━━━ DATA ━━━
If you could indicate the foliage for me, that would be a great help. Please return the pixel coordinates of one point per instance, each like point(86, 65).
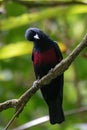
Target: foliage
point(67, 25)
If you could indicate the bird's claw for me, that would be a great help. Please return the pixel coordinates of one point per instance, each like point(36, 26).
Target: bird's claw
point(35, 83)
point(51, 70)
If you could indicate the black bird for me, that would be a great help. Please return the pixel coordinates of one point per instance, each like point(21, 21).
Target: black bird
point(46, 54)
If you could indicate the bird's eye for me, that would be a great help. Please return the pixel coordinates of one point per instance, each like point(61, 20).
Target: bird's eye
point(36, 36)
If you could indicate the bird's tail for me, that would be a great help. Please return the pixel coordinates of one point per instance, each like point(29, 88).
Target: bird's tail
point(56, 113)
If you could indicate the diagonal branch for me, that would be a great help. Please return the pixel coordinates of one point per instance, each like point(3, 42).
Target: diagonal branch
point(44, 119)
point(20, 103)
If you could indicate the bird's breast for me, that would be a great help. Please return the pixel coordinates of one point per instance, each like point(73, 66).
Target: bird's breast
point(45, 57)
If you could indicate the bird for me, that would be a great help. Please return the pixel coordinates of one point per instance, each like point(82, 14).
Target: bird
point(45, 56)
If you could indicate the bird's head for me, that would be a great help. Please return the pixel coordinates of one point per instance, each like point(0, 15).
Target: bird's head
point(34, 34)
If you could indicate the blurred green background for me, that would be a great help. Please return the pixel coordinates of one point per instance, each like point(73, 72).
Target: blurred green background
point(65, 24)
━━━
* _STATED GOAL_:
Repeat all of the items above verbatim, leaving out any pictures.

* _FINAL RESULT_:
If you could indicate the foliage for me, that would be a great help. Please return the pixel coordinates of one point per instance, each like point(86, 65).
Target: foliage
point(67, 25)
If you could indicate the bird's claw for me, that would be a great help. Please return the pixel coordinates of one point per instance, each like point(36, 26).
Target: bird's claw
point(35, 83)
point(51, 70)
If you could indicate the black bird for me, that would be a great help. Please return the pixel coordinates of one point per instance, each like point(21, 21).
Target: black bird
point(46, 54)
If you could indicate the bird's eye for me, that would be a great help. Please return the pixel coordinates of one point per instance, each like point(61, 20).
Target: bird's eye
point(36, 36)
If you could indicate the bird's tail for me, that would be a great help. Please return the pixel coordinates of one point per instance, each like point(29, 88).
Target: bird's tail
point(56, 113)
If you could indicate the diagonal branch for me, that would be a great help. Please return the pixel coordinates of one point per instance, each like point(3, 42).
Target: diagonal branch
point(44, 119)
point(20, 103)
If you could indicate the bird's breast for me, that would be a great help. Please return the pixel coordinates of one point per instance, each like point(73, 66).
Target: bird's breast
point(45, 57)
If you could indicate the bird for me, that would be a great help. Please return the pixel coordinates of one point per instance, each like point(82, 14).
Target: bird
point(45, 56)
If you could indicate the bird's head for me, that would be a great help. Please return the pixel coordinates of one point per instance, each like point(0, 15).
Target: bird's head
point(34, 34)
If you could indicate the blurred green background for me, that would be a great help. Please return the pixel coordinates of one point per instance, each like point(73, 72).
Target: blurred green background
point(65, 24)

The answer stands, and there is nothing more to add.